Entries provided>
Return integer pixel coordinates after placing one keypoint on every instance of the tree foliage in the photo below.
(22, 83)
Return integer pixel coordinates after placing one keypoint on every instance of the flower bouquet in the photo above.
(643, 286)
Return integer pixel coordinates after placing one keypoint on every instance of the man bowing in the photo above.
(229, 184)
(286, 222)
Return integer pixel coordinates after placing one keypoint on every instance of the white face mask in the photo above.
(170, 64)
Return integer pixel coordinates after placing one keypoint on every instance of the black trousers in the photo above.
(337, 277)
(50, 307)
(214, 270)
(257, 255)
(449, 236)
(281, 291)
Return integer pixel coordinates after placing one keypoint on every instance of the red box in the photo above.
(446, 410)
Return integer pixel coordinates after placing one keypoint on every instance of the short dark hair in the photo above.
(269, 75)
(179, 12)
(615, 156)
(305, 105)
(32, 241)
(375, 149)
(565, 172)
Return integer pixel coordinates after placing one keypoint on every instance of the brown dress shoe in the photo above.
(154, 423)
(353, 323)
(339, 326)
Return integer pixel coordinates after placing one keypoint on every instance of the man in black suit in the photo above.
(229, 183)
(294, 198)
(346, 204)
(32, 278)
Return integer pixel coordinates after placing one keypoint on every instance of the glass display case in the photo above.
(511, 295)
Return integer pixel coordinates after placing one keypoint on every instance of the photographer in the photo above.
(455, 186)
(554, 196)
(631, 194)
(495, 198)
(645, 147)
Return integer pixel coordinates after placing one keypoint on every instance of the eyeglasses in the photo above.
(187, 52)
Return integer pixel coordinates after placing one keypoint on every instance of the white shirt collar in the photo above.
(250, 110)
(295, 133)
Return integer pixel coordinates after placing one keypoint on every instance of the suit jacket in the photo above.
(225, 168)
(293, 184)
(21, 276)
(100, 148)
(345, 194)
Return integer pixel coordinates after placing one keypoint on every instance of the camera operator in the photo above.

Required work> Copy out every line of the listing above, without changing a word.

Answer to the problem>
Return integer pixel coordinates after placing one keypoint on every instance of the tree foliage in the photo below.
(22, 83)
Return integer pixel coordinates after placing one keypoint on every instance of the flower bouquet in the photo above.
(643, 286)
Return integer pixel coordinates after placing one keypoint on every instance of the man bowing in the photo above.
(229, 184)
(286, 222)
Return integer pixel coordinates after placing one keypoint on every instance of the white face mask in the photo above.
(170, 64)
Return integer pixel coordinates after placing one keypoint on every instance of the black trousers in the photo above.
(337, 277)
(50, 307)
(214, 270)
(257, 255)
(449, 236)
(281, 291)
Return integer pixel coordinates after placing one keypoint on every instance of the red box in the photo above.
(446, 410)
Return integer pixel coordinates after placing one keypoint on every instance of the short dark hair in the photo above.
(269, 75)
(179, 12)
(615, 156)
(305, 105)
(32, 241)
(375, 149)
(565, 172)
Return integer pixel coordinates after placing one keypoint on every instance of the brown dress shoe in the photo above.
(154, 423)
(353, 323)
(339, 326)
Return integer pixel coordinates after placing one keypoint on every instance of the man in black suit in the photo above.
(229, 183)
(294, 198)
(346, 204)
(32, 278)
Return integer pixel coordinates after placing one keypoint on every instance of the glass display case in the photo above.
(511, 295)
Return integer pixel coordinates after placing one keypoint on every instance of the photographer in the photo above.
(455, 186)
(554, 196)
(631, 194)
(495, 198)
(645, 147)
Return integer pixel coordinates after placing one keypoint on every instance of the eyeglasses in the photo above.
(187, 52)
Return integer pixel coordinates after placing one keypoint on every instance of the white shirt collar in the photo above.
(250, 110)
(295, 133)
Return integer pixel coordinates after placing one keypoint on every instance of the suit jacket in the photo above.
(225, 168)
(293, 184)
(21, 276)
(100, 148)
(345, 194)
Return integer pixel coordinates after placing one keypoint on every instance of the camera operator in the photo above.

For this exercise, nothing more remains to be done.